[Excerpts of bounding box data]

----

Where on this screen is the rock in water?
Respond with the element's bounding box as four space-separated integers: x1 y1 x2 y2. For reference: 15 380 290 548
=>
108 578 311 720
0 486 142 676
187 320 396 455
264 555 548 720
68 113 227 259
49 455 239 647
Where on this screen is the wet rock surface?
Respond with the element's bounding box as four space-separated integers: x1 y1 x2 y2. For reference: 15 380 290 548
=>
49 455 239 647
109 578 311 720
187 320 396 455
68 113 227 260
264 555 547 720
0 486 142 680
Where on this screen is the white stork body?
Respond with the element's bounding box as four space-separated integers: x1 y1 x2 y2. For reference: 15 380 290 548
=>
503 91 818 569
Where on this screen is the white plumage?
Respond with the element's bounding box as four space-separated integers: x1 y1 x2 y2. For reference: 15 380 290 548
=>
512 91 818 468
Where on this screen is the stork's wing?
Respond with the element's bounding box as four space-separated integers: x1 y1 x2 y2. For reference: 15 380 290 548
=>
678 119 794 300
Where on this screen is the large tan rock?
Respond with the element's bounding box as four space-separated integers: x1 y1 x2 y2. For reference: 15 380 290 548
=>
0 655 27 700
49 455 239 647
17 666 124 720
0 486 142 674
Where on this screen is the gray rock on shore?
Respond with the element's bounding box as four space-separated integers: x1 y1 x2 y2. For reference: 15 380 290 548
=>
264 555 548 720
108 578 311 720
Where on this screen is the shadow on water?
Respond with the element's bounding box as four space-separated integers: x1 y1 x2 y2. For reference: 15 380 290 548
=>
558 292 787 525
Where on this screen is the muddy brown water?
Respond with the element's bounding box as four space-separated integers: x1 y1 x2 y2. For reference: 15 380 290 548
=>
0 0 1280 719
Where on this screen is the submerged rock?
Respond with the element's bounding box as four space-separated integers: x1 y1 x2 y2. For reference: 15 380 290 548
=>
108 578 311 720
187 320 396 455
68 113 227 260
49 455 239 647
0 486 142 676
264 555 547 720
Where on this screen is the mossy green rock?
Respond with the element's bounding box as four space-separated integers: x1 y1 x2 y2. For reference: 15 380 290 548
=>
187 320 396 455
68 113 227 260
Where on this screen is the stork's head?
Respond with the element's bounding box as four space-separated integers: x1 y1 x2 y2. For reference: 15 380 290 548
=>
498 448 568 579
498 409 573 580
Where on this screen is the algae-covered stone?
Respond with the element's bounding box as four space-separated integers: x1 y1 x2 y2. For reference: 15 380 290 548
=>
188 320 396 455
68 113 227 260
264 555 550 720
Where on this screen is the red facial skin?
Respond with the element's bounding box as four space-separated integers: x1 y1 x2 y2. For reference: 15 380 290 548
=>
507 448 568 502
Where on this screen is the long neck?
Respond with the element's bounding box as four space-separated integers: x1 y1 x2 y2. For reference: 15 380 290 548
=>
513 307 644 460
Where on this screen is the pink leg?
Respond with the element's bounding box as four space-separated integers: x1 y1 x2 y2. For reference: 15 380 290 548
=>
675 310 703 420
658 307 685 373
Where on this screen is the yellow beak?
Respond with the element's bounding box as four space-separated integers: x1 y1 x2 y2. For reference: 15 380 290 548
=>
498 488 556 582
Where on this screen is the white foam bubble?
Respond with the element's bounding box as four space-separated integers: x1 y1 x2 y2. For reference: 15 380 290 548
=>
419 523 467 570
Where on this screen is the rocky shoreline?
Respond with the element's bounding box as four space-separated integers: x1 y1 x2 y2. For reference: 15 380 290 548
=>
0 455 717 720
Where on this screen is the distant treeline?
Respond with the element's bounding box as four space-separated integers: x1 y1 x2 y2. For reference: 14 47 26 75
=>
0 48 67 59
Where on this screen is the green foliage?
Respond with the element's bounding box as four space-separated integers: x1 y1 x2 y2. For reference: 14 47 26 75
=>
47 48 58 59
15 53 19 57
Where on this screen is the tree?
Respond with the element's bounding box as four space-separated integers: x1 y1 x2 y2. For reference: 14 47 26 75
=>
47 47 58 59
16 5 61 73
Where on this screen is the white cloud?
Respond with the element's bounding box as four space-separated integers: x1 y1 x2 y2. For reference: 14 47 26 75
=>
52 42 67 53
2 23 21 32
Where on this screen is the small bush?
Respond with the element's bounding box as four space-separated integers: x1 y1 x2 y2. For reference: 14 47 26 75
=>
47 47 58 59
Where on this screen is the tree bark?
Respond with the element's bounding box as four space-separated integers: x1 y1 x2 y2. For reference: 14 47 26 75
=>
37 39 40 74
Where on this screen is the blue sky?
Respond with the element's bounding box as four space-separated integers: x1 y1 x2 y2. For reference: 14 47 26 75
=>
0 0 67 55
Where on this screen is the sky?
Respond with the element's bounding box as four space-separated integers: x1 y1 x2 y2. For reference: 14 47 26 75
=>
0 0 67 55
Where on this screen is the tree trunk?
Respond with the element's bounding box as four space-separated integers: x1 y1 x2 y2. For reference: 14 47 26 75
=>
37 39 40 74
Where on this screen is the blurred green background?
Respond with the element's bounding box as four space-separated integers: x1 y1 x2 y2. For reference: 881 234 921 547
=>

----

**Direction**
Scale the records starting at the very beginning and ending at the line that contains "0 486 142 674", reproducing every line in that stretch. Multiply each bounding box coordinate given as an answer by 0.4 and round it to a whole number, halves up, leaving all other text and numbers unchanged.

**Correct output**
Where on this screen is the rock in water?
Respond with the element's bounding box as four space-separated integers: x1 y1 x2 y2. For reference: 15 380 290 548
=>
43 231 124 288
0 194 57 270
75 128 158 182
106 222 219 288
27 45 91 104
20 182 96 259
Where on this screen is the wet rock surface?
Respond with the element's bounding box as four space-separated integers: x1 y1 x2 y2. For reference: 15 380 290 548
=>
20 182 96 259
44 231 124 288
75 128 158 182
27 45 91 104
106 222 219 288
0 194 57 272
Where on this screen is the white stork body?
Respond with the element's bounding box as four space-separated integers: x1 y1 x2 y2. For reference: 15 380 290 548
=>
201 36 327 228
Where on this screen is the white plumage?
Respond with the element's bounding box as four space-separated integers: x1 y1 x2 y2. For reference: 15 380 290 548
=>
205 36 327 187
Where on this screen is the stork's wing?
Respond with the element's bounding box as four space-separated integers: x1 y1 x2 y2. For reference: 15 380 290 548
=>
271 48 318 120
Where on this screen is the large tan rock?
Respond with the element's bounding box as four space-separated integers: x1 y1 x2 y2. For reference: 15 380 290 548
=>
0 262 11 280
20 182 96 259
7 266 50 288
0 194 57 270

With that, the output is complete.